WHAT IS BEING ASKED: Each line from the one holding "plate held in" to the end of the data below must be output verbatim, with no other lines.

(Saved entries)
+ + + + +

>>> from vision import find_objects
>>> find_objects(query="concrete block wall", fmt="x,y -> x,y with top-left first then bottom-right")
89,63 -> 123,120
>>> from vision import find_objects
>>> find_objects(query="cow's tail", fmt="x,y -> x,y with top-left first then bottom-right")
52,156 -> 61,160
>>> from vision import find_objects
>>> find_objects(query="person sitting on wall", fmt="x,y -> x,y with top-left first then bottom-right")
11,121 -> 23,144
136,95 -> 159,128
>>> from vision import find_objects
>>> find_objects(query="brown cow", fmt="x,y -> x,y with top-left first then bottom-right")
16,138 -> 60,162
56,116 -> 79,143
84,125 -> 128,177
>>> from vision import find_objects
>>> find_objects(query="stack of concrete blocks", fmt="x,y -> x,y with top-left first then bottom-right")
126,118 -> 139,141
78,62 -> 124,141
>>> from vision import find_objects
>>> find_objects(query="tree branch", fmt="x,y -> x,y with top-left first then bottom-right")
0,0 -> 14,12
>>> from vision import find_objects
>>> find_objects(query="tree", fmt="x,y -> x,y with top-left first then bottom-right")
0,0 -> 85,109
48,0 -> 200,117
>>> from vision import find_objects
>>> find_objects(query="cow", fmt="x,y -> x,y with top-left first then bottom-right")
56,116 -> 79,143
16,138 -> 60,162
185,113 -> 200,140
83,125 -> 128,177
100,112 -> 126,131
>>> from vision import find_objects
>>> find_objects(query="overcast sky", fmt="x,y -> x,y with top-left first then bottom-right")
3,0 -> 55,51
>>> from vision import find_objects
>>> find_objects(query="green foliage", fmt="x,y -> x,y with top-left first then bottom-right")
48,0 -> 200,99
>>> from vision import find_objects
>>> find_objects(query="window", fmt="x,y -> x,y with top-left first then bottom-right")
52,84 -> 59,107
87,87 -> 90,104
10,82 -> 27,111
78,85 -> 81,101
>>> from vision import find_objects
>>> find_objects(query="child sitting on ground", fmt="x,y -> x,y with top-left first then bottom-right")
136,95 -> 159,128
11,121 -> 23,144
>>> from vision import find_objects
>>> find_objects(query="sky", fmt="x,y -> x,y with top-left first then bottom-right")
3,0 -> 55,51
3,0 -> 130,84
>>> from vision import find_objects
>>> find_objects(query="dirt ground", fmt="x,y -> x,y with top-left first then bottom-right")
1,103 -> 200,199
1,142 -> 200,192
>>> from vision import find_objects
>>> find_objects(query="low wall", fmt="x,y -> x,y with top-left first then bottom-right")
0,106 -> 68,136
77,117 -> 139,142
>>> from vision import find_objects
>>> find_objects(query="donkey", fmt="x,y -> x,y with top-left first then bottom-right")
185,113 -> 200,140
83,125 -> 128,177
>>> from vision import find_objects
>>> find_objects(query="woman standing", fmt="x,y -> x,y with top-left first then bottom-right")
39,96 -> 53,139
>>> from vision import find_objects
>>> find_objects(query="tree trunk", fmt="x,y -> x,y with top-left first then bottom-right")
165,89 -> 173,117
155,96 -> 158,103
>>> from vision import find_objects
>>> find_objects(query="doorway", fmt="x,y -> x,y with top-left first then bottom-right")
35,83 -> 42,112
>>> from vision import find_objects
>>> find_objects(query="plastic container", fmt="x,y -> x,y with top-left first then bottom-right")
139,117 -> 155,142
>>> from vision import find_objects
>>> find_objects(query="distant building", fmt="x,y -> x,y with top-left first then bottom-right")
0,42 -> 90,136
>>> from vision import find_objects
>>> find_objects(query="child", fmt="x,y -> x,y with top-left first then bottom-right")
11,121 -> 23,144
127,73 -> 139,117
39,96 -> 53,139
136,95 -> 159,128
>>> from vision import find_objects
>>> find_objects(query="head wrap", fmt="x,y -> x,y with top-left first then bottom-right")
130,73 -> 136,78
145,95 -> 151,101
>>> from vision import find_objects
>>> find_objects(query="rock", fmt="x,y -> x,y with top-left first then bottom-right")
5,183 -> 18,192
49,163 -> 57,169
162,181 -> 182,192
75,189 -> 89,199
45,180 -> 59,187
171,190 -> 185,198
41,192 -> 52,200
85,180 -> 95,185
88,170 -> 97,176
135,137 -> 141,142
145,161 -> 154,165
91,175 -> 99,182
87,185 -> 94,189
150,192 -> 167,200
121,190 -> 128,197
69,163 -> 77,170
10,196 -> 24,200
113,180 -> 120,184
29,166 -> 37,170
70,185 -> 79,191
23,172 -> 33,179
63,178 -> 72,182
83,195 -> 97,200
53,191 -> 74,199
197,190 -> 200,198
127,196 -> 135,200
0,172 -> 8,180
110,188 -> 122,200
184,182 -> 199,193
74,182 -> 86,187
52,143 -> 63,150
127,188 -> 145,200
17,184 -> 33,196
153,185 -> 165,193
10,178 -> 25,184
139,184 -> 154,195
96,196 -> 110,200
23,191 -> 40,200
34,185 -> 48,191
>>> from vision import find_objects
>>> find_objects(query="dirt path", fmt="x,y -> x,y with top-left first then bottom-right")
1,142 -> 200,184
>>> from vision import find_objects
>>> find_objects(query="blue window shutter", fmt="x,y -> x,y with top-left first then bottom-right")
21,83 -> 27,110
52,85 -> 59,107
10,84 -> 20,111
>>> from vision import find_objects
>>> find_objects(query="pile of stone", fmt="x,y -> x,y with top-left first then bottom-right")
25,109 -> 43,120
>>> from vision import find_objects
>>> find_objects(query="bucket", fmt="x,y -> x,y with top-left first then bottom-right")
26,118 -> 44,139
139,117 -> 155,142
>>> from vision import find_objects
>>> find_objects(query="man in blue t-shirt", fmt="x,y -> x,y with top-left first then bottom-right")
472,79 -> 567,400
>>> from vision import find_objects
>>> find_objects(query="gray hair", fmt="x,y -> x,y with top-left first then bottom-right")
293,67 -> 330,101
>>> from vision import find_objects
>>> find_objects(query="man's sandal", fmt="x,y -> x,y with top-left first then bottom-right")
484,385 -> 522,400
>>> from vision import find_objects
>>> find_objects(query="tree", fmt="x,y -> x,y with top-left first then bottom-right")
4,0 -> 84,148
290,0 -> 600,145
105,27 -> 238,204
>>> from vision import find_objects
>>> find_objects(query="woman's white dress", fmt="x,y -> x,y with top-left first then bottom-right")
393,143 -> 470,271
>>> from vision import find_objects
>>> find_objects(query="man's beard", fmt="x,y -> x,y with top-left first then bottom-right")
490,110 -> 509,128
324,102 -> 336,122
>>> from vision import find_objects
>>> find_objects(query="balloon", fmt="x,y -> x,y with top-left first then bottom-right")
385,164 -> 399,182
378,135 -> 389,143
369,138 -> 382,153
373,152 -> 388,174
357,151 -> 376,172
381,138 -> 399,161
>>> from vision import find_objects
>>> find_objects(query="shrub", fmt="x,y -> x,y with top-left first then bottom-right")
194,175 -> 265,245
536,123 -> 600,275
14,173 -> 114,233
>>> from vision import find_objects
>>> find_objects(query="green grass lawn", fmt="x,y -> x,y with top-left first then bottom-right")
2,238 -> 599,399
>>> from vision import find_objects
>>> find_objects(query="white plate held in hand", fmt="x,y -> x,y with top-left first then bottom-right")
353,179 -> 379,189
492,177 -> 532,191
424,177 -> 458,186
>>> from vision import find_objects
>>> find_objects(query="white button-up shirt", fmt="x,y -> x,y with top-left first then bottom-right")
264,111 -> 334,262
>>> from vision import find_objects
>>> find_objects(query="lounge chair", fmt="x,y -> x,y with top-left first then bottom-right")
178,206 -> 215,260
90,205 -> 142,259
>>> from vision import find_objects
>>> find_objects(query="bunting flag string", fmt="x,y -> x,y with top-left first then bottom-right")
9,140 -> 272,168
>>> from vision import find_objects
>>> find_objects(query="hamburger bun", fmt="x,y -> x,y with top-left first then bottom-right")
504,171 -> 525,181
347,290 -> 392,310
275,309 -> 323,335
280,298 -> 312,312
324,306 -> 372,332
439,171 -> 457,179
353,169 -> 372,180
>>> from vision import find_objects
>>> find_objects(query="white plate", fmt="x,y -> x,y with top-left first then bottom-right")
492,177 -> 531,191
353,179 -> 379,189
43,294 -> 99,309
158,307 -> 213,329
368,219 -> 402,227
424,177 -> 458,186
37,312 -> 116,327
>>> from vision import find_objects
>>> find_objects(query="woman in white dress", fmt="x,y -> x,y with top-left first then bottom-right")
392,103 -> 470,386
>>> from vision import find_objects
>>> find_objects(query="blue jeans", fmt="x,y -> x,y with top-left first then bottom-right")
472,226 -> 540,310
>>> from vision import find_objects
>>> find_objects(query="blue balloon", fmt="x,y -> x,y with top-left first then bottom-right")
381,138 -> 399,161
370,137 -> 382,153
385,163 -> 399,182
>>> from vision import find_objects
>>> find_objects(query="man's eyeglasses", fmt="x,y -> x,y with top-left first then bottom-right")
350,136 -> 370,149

+ + + + +

SOLUTION TO THE EXERCISE:
>>> find_objects(query="white plate held in hand", fmt="x,y -> x,y with top-left first then bottom-right")
353,179 -> 379,189
492,177 -> 532,191
424,177 -> 458,186
>>> from vision import find_objects
>>> find_objects(query="white button-up shirt", fmt="x,y -> x,y with top-left first then bottom-right")
264,111 -> 334,262
>>> from vision import find_objects
>>> find_objects(query="lounge chair", fmt="x,y -> x,y with top-left first then bottom-right")
178,206 -> 215,260
90,205 -> 142,259
>>> from vision import find_objects
>>> find_objects(query="bunting flag string", fmt="x,y -> x,y with top-left first then bottom-right")
9,140 -> 272,168
>>> from vision import find_objects
>>> find_objects(query="hamburger bun", fmt="x,y -> x,y with top-left first then bottom-right")
504,171 -> 525,181
347,290 -> 392,310
275,309 -> 323,335
280,298 -> 312,312
324,306 -> 372,332
439,171 -> 457,179
353,169 -> 372,180
>>> from vision import find_objects
>>> find_objects(query="white plate", fmt="x,y -> x,y with top-left first then bottom-right")
492,177 -> 531,191
353,179 -> 379,189
43,294 -> 99,309
158,307 -> 213,329
368,219 -> 402,227
424,177 -> 458,186
37,312 -> 116,327
>>> from vision import find_objects
>>> find_objects(query="woman in white dress", fmt="x,y -> x,y with top-left first then bottom-right")
392,103 -> 470,386
>>> from vision import find_objects
>>> find_objects(query="blue jeans", fmt="x,y -> x,y with top-left first then bottom-right")
472,226 -> 540,310
>>> from vision import find_objects
>>> find_objects(query="blue balloon", fmt="x,y -> x,y with top-left first then bottom-right")
381,138 -> 399,161
370,137 -> 382,153
385,163 -> 399,182
>>> from vision import find_objects
>>> find_objects(query="man's eyeglasses", fmt="x,y -> x,y with top-left first then bottom-right")
350,136 -> 370,149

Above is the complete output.